> **Aim of the task**
Below is a block of records; repeat all of them exactly.

> **Material for the task**
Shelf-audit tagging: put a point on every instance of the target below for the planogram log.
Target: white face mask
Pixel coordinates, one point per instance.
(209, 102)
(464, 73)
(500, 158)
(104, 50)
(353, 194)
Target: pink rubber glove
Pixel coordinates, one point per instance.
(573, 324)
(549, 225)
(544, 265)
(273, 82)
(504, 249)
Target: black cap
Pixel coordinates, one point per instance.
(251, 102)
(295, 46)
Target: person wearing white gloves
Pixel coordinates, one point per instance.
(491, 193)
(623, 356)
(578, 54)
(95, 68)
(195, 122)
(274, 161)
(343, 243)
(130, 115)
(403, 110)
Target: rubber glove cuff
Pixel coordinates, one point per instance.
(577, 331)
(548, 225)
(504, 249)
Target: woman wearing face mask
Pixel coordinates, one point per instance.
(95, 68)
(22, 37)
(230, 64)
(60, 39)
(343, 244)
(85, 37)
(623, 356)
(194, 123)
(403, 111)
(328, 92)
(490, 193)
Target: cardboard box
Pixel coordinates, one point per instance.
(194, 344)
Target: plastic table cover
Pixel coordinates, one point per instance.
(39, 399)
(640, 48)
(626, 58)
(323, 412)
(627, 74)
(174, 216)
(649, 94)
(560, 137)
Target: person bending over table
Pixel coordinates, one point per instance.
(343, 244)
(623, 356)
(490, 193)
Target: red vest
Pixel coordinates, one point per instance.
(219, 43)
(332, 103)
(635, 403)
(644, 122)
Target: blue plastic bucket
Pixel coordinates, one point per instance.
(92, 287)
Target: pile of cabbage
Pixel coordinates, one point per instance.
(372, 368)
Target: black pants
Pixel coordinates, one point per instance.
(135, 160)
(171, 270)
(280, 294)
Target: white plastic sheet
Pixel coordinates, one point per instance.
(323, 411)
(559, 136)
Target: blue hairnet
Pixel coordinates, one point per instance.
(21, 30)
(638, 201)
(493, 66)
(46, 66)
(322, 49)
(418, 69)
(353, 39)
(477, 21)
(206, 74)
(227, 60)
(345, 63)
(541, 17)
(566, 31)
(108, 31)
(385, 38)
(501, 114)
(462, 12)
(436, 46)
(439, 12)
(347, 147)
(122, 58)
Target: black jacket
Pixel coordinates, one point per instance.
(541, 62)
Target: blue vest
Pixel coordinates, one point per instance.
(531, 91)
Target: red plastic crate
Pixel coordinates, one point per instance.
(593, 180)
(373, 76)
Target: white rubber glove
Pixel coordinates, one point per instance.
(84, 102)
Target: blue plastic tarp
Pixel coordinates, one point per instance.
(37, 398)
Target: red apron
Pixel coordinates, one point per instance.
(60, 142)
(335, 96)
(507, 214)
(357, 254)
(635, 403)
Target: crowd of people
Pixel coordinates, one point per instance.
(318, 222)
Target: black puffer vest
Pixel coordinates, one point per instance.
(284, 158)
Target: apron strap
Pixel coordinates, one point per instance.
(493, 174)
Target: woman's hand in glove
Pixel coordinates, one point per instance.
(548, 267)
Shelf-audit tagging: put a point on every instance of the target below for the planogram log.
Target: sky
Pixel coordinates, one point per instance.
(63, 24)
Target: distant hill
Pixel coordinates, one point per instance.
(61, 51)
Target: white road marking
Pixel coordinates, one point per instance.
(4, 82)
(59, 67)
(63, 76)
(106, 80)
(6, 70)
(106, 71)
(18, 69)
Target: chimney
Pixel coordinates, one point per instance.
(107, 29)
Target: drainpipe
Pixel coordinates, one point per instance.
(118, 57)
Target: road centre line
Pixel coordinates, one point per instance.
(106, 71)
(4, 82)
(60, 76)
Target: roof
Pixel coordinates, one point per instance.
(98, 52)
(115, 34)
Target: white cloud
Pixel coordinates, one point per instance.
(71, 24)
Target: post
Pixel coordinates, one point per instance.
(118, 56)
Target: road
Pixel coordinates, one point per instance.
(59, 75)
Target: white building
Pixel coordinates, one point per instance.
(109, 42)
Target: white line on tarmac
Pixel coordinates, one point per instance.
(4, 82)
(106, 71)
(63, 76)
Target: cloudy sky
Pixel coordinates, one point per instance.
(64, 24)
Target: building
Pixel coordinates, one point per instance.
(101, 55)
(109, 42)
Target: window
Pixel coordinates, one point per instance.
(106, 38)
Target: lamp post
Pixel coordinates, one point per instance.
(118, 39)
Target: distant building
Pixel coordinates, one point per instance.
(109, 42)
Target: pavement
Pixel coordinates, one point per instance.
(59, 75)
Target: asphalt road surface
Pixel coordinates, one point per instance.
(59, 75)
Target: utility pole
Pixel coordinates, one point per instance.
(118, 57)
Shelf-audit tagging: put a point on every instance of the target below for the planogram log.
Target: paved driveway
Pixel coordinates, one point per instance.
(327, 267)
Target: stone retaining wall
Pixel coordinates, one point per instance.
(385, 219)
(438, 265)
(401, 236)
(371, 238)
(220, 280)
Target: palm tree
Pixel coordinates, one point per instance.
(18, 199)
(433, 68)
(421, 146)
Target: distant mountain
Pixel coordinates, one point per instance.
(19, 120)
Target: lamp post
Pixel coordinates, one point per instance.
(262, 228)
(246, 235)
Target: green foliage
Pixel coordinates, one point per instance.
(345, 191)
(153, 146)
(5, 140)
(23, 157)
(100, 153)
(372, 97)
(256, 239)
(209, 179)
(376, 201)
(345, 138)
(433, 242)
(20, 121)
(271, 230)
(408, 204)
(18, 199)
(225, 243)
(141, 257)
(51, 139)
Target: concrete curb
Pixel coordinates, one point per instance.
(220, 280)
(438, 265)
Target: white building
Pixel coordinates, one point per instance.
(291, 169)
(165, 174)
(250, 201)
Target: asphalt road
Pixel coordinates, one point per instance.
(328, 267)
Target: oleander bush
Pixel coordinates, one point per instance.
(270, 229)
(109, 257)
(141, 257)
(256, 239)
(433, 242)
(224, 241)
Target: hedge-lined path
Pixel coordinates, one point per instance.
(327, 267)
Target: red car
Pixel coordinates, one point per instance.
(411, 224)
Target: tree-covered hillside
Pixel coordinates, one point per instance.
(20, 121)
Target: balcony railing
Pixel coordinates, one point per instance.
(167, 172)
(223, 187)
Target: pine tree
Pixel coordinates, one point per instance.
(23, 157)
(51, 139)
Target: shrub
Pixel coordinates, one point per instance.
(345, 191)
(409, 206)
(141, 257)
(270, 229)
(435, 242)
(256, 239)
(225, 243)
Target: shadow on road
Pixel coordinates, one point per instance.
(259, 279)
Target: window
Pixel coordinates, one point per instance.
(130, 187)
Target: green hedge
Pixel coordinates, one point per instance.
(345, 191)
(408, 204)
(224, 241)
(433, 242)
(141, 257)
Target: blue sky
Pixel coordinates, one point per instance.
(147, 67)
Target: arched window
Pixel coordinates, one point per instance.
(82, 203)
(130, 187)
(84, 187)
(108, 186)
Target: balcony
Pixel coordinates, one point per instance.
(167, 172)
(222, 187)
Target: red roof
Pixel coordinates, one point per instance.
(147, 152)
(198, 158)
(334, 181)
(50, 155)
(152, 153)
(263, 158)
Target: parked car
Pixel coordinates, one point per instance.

> **Finished task**
Shelf-audit tagging: put a point on every instance of the target below for the planogram log.
Target: white face mask
Pixel coordinates, one point per instance.
(209, 102)
(464, 73)
(500, 158)
(104, 50)
(353, 194)
Target: pink rubber glove
Pixel coordinates, one point per instance.
(573, 324)
(549, 225)
(544, 265)
(273, 82)
(504, 249)
Target: black cap
Pixel coordinates, one point per instance.
(251, 102)
(295, 46)
Target: person wearing white gloves
Pixel coordinates, one point per instance.
(491, 193)
(623, 356)
(578, 54)
(95, 68)
(195, 122)
(274, 161)
(343, 243)
(130, 115)
(403, 110)
Target: rubber glove cuff
Pixel coordinates, one point per instance.
(577, 331)
(548, 225)
(504, 249)
Target: woman wearing face mask
Pixel coordinates, one point per instance.
(95, 68)
(22, 37)
(230, 64)
(60, 39)
(343, 244)
(85, 37)
(623, 356)
(194, 123)
(403, 111)
(328, 92)
(490, 193)
Target: cardboard box
Pixel coordinates, one point per instance.
(194, 344)
Target: plastic table cover
Pixel coordinates, one point per instance.
(39, 399)
(640, 48)
(626, 58)
(323, 412)
(627, 74)
(174, 216)
(649, 94)
(560, 137)
Target: person bending over table
Pixel coordinates, one point per instance.
(343, 244)
(623, 356)
(490, 193)
Target: red vest
Pixel coordinates, one point per instance.
(219, 43)
(332, 103)
(635, 403)
(644, 122)
Target: blue plastic bucket
Pixel coordinates, one point per instance.
(92, 287)
Target: pile of cabbage
Pixel coordinates, one point per instance.
(372, 368)
Target: black pants
Pixel coordinates, one point per instance.
(135, 160)
(171, 270)
(280, 294)
Target: white plastic sheet
Pixel coordinates, one point per instance.
(323, 411)
(559, 136)
Target: blue hairnet
Pixel coordinates, one point per instance.
(21, 30)
(638, 201)
(493, 66)
(46, 66)
(322, 49)
(418, 69)
(353, 39)
(477, 21)
(206, 74)
(227, 60)
(345, 63)
(541, 17)
(566, 31)
(108, 31)
(385, 38)
(501, 114)
(462, 12)
(436, 46)
(439, 12)
(347, 147)
(122, 58)
Target: black jacket
Pixel coordinates, one point per instance.
(541, 62)
Target: blue vest
Pixel coordinates, one point per instance.
(531, 91)
Target: red plastic crate
Pixel coordinates, one point per instance.
(593, 180)
(373, 76)
Target: white rubber glove
Pixel coordinates, one point per instance.
(84, 102)
Target: blue plastic tarp
Pixel coordinates, one point per instance.
(37, 398)
Target: red apron
Pixel coordinates, one point per instance.
(60, 142)
(335, 96)
(507, 214)
(357, 254)
(635, 403)
Target: crowd of people
Pixel coordinates, one point per instance.
(318, 222)
Target: black puffer vest
Pixel coordinates, one point per instance.
(284, 158)
Target: apron strap
Pixel coordinates, one point per instance.
(493, 174)
Target: woman's hand in glove
Pixel coordinates, one point per instance.
(548, 267)
Shelf-audit tagging: put a point on every instance of the target below for the planogram log.
Target: sky
Pixel coordinates, one point per instance.
(63, 24)
Target: distant hill
Pixel coordinates, one point per instance.
(61, 51)
Target: white road marking
Pixel coordinates, one point per instance.
(4, 82)
(59, 67)
(63, 76)
(106, 80)
(6, 70)
(106, 71)
(18, 69)
Target: chimney
Pixel coordinates, one point per instance.
(107, 29)
Target: drainpipe
Pixel coordinates, one point per instance.
(118, 57)
Target: road centre line
Pixel coordinates, one point per instance.
(106, 71)
(4, 82)
(60, 76)
Target: roof
Pixel coordinates, one point per instance.
(98, 52)
(115, 34)
Target: white cloud
Pixel coordinates, one point per instance.
(71, 24)
Target: post
Pixel coordinates, one point per instance.
(118, 56)
Target: road
Pixel coordinates, one point per instance.
(59, 75)
Target: white building
Pixel coordinates, one point per instance.
(109, 42)
Target: white line on tarmac
Pixel coordinates, one point per instance.
(4, 82)
(106, 71)
(63, 76)
Target: cloudy sky
Pixel coordinates, one point per instance.
(64, 24)
Target: building
Pixel coordinates, one point per instance.
(101, 55)
(109, 42)
Target: window
Pixel coordinates, one point per instance.
(106, 38)
Target: lamp post
Pixel coordinates, one point per instance.
(118, 39)
Target: distant building
Pixel coordinates, one point per instance.
(109, 42)
Target: pavement
Pixel coordinates, one point per instance.
(59, 75)
Target: asphalt road surface
Pixel coordinates, one point per instance.
(59, 75)
Target: utility pole
Pixel coordinates, one point per instance.
(118, 57)
Shelf-audit tagging: put a point on every instance of the target below for the planogram log.
Target: paved driveway
Pixel coordinates, one point per instance.
(327, 267)
Target: stone retaining wall
Pixel coordinates, one point per instance.
(385, 219)
(438, 265)
(401, 236)
(371, 238)
(220, 280)
Target: palm tree
Pixel coordinates, one point per instance.
(18, 199)
(433, 68)
(421, 146)
Target: distant mountain
Pixel coordinates, one point per instance.
(19, 120)
Target: lamp post
Pixel coordinates, one point per instance.
(262, 228)
(246, 235)
Target: green foliage
Pixel coordinates, one point per instance.
(345, 191)
(153, 146)
(5, 140)
(23, 157)
(100, 153)
(372, 97)
(256, 239)
(209, 179)
(376, 201)
(345, 138)
(433, 242)
(20, 121)
(271, 230)
(408, 204)
(18, 199)
(225, 243)
(141, 257)
(51, 139)
Target: concrete curb
Pixel coordinates, one point per instance.
(220, 280)
(438, 265)
Target: white building
Pixel coordinates, one point per instance.
(291, 169)
(165, 174)
(250, 201)
Target: asphalt road
Pixel coordinates, one point per instance.
(328, 267)
Target: oleander bush
Pixel coordinates, one point per instance.
(270, 229)
(109, 257)
(141, 257)
(256, 239)
(433, 242)
(224, 241)
Target: hedge-lined path
Pixel coordinates, one point per instance.
(327, 267)
Target: red car
Pixel coordinates, one point per instance.
(411, 224)
Target: tree-covered hillside
Pixel coordinates, one point per instance.
(20, 121)
Target: balcony railing
Pixel coordinates, one point per instance.
(167, 172)
(223, 187)
Target: pine tree
Pixel coordinates, one point per instance.
(23, 157)
(51, 139)
Target: shrub
Pixel coordinates, one point per instance.
(345, 191)
(409, 206)
(141, 257)
(270, 229)
(435, 242)
(256, 239)
(225, 243)
Target: shadow on road
Pixel coordinates, one point per instance.
(259, 279)
Target: window
Pixel coordinates, one point per instance.
(130, 187)
Target: green hedge
Pixel coordinates, one point per instance.
(345, 191)
(408, 204)
(224, 241)
(433, 242)
(141, 257)
Target: blue sky
Pixel coordinates, one point per instance.
(147, 67)
Target: arched window
Pixel coordinates, one point per instance.
(82, 203)
(130, 187)
(84, 187)
(108, 186)
Target: balcony
Pixel coordinates, one point per instance.
(167, 172)
(222, 187)
Target: red roof
Pixel coordinates, one point per instance.
(147, 152)
(198, 158)
(334, 181)
(50, 155)
(152, 153)
(263, 158)
Target: parked car
Pixel coordinates, one point per instance.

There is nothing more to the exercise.